WHAT THE TASK REQUIRES: Would you copy each line of the data below that has "this"?

EXERCISE MATERIAL:
::::
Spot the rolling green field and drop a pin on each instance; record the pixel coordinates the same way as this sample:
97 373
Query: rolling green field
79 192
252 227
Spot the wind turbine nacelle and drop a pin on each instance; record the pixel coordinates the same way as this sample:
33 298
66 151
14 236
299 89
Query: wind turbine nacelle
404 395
::::
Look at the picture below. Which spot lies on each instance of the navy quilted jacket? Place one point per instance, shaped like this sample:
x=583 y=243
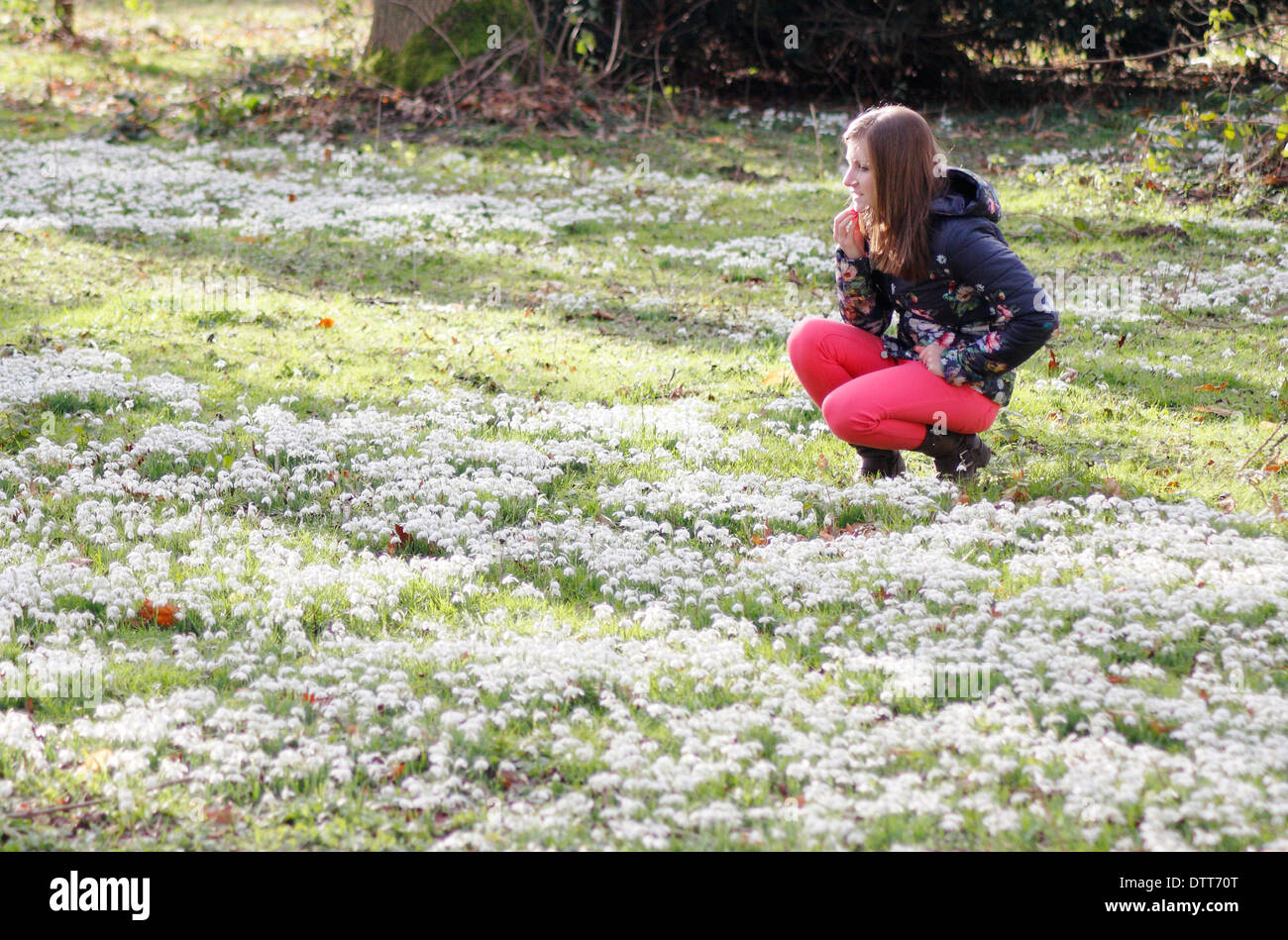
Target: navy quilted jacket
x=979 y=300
::::
TASK RESULT:
Spot the rolling green field and drop a pin on each instance; record the pixel coordinates the same way as this sample:
Spot the wind turbine nacelle and drop a pin on each instance; record the pixel coordinates the same way as this sample:
Look at the picture below. Which spot lies on each instance of the navy quilted jacket? Place one point per instance, shaped like this sample:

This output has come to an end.